:: MATERIALS PROVIDED ::

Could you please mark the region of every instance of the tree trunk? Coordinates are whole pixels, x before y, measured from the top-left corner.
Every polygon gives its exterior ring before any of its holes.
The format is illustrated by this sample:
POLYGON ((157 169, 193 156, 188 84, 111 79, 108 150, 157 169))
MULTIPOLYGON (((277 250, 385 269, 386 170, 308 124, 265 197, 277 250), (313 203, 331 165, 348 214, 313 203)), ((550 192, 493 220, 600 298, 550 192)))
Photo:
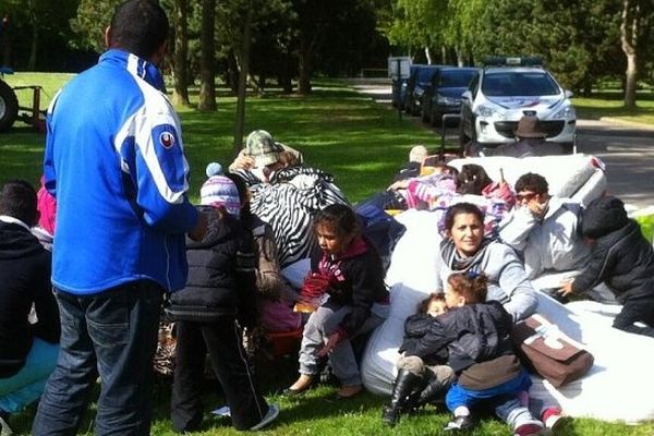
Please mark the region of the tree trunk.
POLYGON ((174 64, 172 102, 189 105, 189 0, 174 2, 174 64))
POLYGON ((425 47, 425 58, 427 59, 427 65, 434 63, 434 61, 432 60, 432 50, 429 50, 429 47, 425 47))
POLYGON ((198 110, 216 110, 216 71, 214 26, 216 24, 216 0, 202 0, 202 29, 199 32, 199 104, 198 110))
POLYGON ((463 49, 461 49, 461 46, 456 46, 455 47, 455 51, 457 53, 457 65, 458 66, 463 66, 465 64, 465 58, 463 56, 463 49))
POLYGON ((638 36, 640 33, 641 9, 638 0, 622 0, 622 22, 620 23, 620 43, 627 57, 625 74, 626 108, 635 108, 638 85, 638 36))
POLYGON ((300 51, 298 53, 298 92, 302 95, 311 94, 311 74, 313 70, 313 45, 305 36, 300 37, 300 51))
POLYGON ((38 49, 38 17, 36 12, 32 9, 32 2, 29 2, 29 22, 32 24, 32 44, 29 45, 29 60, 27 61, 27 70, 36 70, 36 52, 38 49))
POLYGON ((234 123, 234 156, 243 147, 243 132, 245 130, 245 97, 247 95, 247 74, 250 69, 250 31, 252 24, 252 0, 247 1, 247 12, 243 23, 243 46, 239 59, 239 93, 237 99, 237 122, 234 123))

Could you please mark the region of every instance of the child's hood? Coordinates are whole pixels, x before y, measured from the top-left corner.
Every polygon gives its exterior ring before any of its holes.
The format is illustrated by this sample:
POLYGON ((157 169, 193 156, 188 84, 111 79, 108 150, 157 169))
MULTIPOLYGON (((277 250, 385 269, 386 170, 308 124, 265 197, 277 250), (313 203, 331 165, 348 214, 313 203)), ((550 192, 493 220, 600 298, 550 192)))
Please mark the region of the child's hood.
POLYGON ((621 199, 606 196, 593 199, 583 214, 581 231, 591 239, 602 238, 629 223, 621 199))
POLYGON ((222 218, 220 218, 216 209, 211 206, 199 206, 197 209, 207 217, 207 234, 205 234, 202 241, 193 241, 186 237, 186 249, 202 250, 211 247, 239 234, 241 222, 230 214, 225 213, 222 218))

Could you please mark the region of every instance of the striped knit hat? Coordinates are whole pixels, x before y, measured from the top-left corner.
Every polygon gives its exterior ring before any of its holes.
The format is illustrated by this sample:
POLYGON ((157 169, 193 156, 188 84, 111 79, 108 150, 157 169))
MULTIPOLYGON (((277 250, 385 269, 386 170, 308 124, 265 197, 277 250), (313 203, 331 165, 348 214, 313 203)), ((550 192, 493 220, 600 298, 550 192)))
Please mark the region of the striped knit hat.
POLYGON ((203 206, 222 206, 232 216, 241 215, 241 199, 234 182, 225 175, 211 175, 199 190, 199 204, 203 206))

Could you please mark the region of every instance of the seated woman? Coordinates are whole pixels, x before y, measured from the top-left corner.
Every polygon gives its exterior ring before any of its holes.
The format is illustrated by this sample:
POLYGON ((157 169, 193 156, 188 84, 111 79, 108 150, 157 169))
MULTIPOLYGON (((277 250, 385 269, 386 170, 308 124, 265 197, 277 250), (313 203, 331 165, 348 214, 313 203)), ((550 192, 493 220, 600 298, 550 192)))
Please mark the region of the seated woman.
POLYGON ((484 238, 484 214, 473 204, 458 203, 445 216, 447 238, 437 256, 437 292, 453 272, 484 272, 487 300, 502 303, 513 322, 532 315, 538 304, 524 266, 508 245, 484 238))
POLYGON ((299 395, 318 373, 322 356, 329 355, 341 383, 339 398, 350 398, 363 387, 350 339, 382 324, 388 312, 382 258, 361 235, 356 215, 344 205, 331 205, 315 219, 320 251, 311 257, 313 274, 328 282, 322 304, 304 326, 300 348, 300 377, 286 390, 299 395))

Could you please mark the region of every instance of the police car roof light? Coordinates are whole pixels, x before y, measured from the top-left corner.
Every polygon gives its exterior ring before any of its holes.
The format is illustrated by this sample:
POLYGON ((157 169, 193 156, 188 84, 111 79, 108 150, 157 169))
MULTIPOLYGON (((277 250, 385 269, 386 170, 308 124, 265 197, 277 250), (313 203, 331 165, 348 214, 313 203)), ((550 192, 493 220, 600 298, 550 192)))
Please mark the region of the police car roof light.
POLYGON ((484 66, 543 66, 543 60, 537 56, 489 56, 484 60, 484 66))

:::
:: MATERIALS PROVIDED ::

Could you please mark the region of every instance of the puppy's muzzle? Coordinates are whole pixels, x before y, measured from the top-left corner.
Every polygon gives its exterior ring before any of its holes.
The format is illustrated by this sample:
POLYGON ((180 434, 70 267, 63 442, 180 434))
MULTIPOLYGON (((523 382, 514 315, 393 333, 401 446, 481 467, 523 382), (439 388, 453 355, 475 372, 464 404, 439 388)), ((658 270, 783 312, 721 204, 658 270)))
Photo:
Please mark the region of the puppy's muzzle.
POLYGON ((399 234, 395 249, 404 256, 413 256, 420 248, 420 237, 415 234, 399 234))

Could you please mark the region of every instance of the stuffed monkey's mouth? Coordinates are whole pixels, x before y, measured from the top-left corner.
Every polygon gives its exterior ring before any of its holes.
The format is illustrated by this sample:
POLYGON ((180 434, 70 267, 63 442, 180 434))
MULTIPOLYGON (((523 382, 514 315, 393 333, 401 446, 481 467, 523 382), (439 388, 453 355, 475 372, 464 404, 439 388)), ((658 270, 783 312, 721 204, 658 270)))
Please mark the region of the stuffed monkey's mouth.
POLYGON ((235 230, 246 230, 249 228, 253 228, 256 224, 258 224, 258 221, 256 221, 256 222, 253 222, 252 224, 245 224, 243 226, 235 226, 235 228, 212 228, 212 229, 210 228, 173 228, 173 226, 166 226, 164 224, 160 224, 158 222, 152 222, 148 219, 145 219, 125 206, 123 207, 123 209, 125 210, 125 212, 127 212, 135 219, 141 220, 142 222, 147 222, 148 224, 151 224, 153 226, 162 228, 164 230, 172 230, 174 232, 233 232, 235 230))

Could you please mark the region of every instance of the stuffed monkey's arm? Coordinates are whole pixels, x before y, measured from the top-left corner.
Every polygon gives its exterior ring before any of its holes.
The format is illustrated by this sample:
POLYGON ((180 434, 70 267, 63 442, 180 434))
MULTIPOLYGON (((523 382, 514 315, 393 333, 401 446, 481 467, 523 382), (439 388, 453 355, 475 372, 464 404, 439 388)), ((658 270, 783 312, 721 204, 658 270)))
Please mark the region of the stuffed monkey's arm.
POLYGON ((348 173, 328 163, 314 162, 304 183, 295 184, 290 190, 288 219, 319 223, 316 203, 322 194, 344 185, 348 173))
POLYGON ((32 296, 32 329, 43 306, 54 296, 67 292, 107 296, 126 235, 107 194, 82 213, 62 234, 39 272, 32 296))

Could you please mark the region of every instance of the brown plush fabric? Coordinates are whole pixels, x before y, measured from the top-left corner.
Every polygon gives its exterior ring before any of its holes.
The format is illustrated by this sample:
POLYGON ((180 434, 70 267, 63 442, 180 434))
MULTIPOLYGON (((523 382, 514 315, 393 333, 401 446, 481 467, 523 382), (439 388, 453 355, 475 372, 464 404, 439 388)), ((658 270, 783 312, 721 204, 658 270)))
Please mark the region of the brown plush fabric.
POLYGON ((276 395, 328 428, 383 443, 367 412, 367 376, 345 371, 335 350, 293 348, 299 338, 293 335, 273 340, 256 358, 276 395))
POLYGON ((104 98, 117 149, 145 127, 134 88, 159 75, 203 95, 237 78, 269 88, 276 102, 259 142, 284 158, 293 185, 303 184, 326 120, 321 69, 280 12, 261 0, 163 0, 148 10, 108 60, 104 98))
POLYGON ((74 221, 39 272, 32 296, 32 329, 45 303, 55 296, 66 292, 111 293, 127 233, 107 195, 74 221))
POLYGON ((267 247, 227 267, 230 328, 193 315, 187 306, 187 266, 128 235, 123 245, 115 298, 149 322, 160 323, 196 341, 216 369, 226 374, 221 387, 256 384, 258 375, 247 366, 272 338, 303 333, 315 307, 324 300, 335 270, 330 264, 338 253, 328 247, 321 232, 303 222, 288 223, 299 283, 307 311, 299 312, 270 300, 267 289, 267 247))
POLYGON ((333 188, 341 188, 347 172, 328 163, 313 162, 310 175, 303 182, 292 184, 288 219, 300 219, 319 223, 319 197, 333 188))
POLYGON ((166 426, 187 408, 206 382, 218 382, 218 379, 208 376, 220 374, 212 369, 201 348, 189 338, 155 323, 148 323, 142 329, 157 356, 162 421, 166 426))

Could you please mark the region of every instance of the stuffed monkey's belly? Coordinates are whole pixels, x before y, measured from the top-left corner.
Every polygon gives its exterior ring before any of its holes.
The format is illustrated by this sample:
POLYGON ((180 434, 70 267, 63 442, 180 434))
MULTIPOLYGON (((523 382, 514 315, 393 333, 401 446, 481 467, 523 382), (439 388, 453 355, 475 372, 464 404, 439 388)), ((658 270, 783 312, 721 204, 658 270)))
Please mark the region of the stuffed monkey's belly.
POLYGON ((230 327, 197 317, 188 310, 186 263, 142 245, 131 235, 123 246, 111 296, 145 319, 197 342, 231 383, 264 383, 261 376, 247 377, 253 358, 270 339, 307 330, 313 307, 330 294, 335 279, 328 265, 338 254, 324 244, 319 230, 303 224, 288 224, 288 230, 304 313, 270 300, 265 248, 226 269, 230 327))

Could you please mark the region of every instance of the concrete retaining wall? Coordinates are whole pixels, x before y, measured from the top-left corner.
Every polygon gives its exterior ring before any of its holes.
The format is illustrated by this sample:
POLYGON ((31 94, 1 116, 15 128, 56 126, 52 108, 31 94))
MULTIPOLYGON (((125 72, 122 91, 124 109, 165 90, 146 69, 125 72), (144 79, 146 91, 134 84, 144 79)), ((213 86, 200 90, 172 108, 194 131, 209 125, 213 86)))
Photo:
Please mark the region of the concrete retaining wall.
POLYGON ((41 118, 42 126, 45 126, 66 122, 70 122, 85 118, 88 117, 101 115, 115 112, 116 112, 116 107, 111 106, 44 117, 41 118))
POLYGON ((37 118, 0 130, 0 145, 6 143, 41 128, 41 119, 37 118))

:::

**PROBLEM TO WORK ON**. Pull out every line of the records that contains the word "police", matching case exactly.

**TASK SOLUTION**.
Could you please mark the region of every instance of the police car roof light? Coordinates are whole pixels, x before y, measured from the top-left corner.
Please mark the region of the police car roof light.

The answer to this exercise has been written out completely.